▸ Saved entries
= = = = = = =

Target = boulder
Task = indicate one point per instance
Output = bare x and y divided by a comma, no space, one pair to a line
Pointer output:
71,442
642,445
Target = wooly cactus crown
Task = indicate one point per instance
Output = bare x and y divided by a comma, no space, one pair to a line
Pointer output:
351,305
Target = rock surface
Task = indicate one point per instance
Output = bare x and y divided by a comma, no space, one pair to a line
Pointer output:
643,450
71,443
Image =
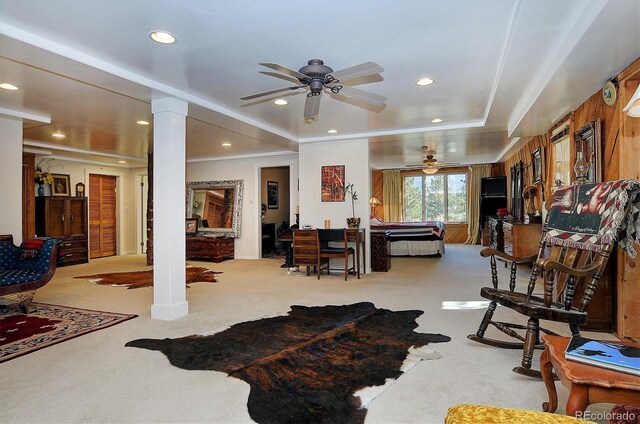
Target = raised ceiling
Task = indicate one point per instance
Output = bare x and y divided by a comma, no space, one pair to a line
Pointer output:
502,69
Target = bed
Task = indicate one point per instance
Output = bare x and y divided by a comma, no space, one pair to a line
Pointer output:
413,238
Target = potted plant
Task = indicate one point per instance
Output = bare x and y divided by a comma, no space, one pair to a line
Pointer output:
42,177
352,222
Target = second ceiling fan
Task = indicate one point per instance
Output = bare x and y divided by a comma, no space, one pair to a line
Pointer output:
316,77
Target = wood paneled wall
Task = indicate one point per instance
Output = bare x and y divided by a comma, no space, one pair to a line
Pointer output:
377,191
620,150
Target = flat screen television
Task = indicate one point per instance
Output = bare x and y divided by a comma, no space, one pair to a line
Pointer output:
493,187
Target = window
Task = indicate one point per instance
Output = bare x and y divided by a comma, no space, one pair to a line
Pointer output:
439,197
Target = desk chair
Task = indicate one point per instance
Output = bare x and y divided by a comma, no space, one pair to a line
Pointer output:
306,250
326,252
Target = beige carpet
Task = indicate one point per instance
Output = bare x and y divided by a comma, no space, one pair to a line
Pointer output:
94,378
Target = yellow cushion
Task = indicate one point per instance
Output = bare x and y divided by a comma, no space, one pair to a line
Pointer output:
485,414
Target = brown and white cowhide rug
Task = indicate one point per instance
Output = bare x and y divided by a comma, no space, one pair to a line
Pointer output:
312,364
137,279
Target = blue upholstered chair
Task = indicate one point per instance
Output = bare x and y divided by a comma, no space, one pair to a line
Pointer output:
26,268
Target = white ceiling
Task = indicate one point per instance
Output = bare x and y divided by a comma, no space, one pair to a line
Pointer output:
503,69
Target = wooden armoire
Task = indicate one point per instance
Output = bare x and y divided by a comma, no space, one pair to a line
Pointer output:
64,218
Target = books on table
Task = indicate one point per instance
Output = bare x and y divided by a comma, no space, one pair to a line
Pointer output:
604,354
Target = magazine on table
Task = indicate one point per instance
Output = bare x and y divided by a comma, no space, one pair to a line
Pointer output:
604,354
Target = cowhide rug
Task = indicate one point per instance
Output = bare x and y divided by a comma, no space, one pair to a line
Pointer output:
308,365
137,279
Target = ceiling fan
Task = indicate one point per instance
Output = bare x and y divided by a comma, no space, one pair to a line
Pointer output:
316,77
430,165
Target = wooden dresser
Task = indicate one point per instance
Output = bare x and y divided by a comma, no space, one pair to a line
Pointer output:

= = = = = = =

▸ What you should do
From the entries above, copy every line containing the word "white".

▸ Completed task
Target = brown and white cowhide rug
Target = white ceiling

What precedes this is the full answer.